▸ **INSTRUCTIONS FOR THE TASK**:
Could you return every line of the material below without changing a single character?
* START *
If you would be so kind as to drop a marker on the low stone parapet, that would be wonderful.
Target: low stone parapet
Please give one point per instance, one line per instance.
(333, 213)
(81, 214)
* END *
▸ **SOLUTION FOR THIS EXERCISE**:
If you would be so kind as to drop a marker on the low stone parapet, that would be wonderful.
Target: low stone parapet
Please give one point per instance, one line per instance.
(333, 213)
(81, 214)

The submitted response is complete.